_Qué trabajar_
a) Según el texto sobre Carl Fredrik Hill, ¿en qué ciudad nació el pintor?
b) Resume en dos oraciones el texto sobre Carl Fredrik Hill.
c) Continúa el texto sobre Carl Fredrik Hill a partir de su última oración.

_Texto extraído_
+++
Carl Fredrik Hill nació en Lund, Suecia, en una familia de cinco hermanos donde él fue el único varón. Dos de sus hermanas murieron a una temprana edad, pero especialmente le fue muy sentida la pérdida de su hermana Anna. Tanto fue ese dolor maldito que se ha creído que contribuiría a la psicosis paranoica que el pintor alumbrase a finales del año 1877. ¿Qué dolor es preciso sentir para poder crear una obra que muestre el profundo e inquietante malestar de un espíritu terriblemente destruido? El Arte tiene ejemplos en la historia de grandes, o no tan grandes, creadores que plasmaron sus agonías interiores en un lienzo artístico. La agonía interior demoledora es una enfermedad, no una inspiración estética... No es necesario beber alcohol en cantidades exorbitadas para que un poeta pueda llegar a componer, inspirado poderosamente, la belleza lírica más estimulante. No es necesario que un pintor deba tener esquizofrenia paranoide para que pueda llegar a expresarse con una exclusiva genialidad sublime. Es la mente del observador, la del crítico y la del oportunista la que utilizará luego esas creaciones especiales para, ahora con ellas, elaborar un alarde crítico estético dirigido hacia la nada o hacia la admiración más inútil de una expresión ahora muy novedosa. Algo que, sin embargo, debería disponer mucho más de respeto íntimo artístico que de una expresión estética universal y recordada. Porque recordar a Carl Fredrik Hill por sus maravillosos paisajes especiales tan luminosos, emotivos e  íntimos es un reconocimiento sincero al Arte y al propio artista, alguien que, una vez, se inspiraría sensible ante los colores vespertinos de un cielo por entonces mucho más esperanzado, infinito o poderoso.
+++
_Listado extraído_
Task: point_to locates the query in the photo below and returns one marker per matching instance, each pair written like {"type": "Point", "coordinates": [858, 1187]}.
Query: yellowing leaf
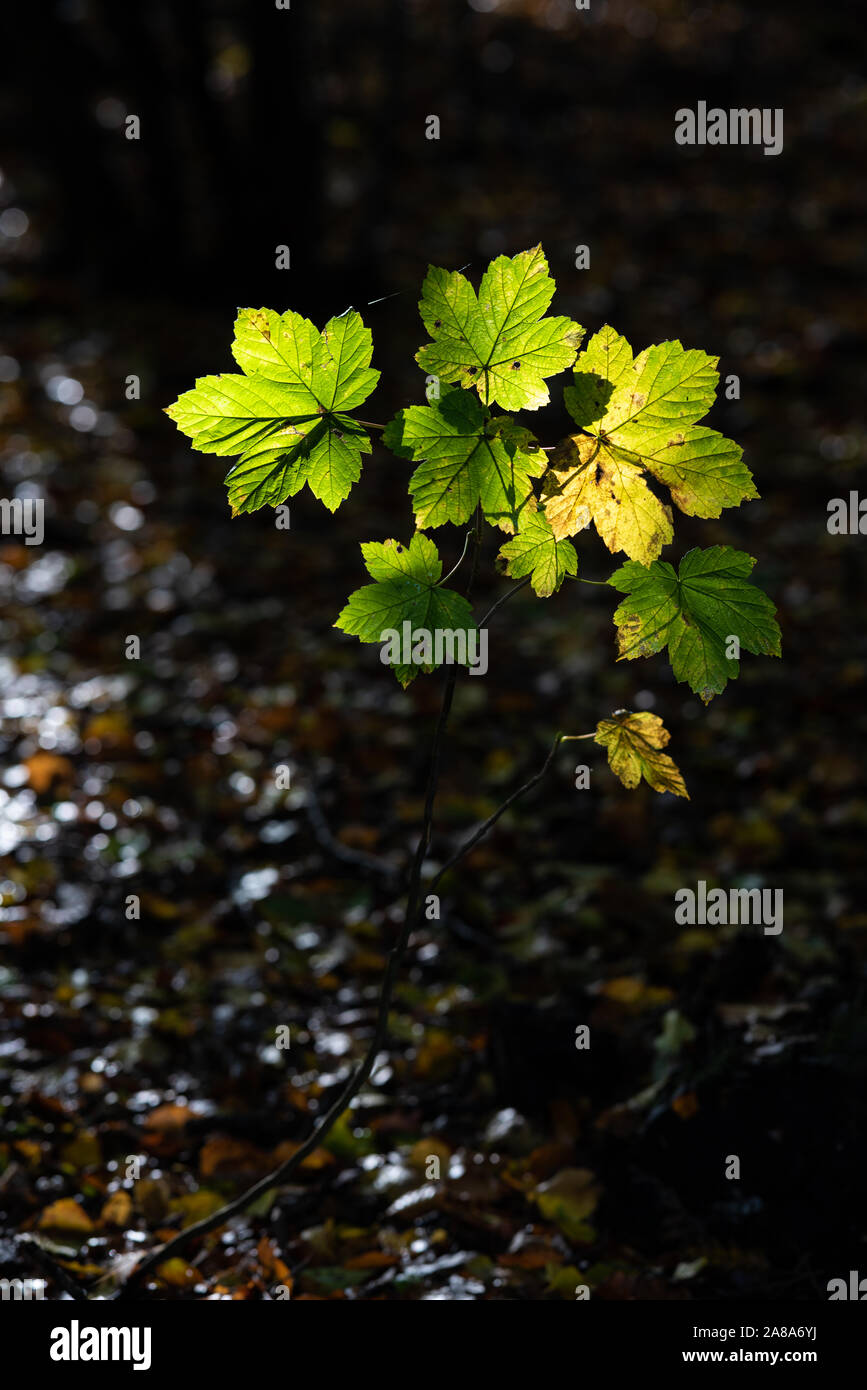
{"type": "Point", "coordinates": [591, 481]}
{"type": "Point", "coordinates": [641, 417]}
{"type": "Point", "coordinates": [634, 745]}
+++
_Respuestas por punto_
a) En Lund, Suecia.

b) Carl Fredrik Hill nació en Lund, Suecia, y se ha creído que la pérdida de su hermana Anna contribuyó a la psicosis paranoica que sufrió a finales de 1877. El texto sostiene que la agonía interior es una enfermedad y no una inspiración estética, y que recordar a Hill por sus paisajes luminosos, emotivos e íntimos es un reconocimiento sincero al arte y al artista.

c)
(Obras de Arte todas del pintor Carl Fredrik Hill: Óleo El árbol y un recodo del río, 1877; Pintura Otoño, 1877; Óleo El Sena con álamos en su orilla, 1877, todas en el Museo Nacional de Estocolmo; Cuadro Ruta de París II, 1877, Gallery Thiel, Estocolmo; Óleo Hermana Anna, 1877, Museo Nacional de Estocolmo; Obra Variaciones familiares, 1888, c.a., Colección particular; Obra Paisaje con león, 1889, c.a., Museo de Arte de Malmö, Suecia; Óleo Los últimos seres humanos, 1890, c.a., Museo Nacional de Estocolmo.)